[Records from a point labeling set]
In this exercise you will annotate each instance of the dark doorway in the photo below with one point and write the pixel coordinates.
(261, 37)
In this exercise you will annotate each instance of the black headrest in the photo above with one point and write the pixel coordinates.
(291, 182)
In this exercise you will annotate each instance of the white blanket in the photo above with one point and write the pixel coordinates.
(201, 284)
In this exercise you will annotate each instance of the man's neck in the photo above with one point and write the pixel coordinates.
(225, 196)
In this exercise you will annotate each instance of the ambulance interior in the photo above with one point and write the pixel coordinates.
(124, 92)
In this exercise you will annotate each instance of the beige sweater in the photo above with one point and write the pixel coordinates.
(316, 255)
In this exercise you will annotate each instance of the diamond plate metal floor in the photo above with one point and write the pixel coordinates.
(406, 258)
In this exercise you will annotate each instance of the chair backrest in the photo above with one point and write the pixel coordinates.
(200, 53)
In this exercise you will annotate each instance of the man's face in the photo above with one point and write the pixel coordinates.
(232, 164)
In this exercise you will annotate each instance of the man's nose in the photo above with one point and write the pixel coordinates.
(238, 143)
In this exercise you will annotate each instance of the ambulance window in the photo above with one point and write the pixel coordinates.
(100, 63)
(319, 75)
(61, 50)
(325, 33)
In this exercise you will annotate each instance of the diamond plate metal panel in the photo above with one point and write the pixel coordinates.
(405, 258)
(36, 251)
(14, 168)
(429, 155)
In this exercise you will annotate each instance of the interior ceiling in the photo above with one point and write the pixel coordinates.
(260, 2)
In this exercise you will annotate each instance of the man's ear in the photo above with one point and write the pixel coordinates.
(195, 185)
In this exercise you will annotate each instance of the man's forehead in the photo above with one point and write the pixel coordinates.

Work to be completed: Copy the entries above exactly, leaving none out.

Exercise solution:
In this exercise you will annotate each instance of the dark doorway in the photo below with one point and write the pixel coordinates.
(261, 37)
In this exercise you will annotate each instance of the black headrest in the photo above with one point and write the pixel coordinates.
(291, 182)
In this exercise you will annotate each instance of the white blanket in the photo above with one point and write the pixel coordinates.
(201, 284)
In this exercise you will annotate each instance of the man's neck in the photo above with one point and write the pixel coordinates.
(225, 196)
In this exercise you will annotate each instance of the ambulance interior in the photo above with one point and write the pixel coordinates.
(124, 92)
In this exercise you will annotate each instance of the beige sweater in the photo above with one point and write the pixel coordinates.
(316, 255)
In this exercise you will annotate each instance of the diamond plate metal floor in the photo above with one point and write the pixel coordinates.
(406, 258)
In this exercise you will annotate each instance of the chair backrest in the photo above with one point and write the pixel coordinates.
(200, 53)
In this exercise you will annotate each instance of the man's face in the photo above with one point and write the pixel coordinates.
(232, 164)
In this exercise you will annotate each instance of the man's nose in the photo above with one point and write the pixel coordinates.
(238, 143)
In this exercise you will annotate each instance of the ambulance window in the photo above with one point and write the pixel coordinates.
(100, 63)
(319, 75)
(61, 50)
(325, 33)
In this exercise you will annotate each instance of the diamond plate metal panel in the photo above with one point and write the pixel coordinates.
(405, 258)
(36, 251)
(14, 168)
(429, 155)
In this exercise you will annotate each instance of the interior ceiling in the photo above with one point and write the pixel coordinates.
(260, 2)
In this exercise you will annotate each instance of the man's ear in the photo above with one point and write the pixel coordinates.
(195, 185)
In this exercise you will annotate each instance of the man's forehead in the photo above with one point and write the pixel coordinates.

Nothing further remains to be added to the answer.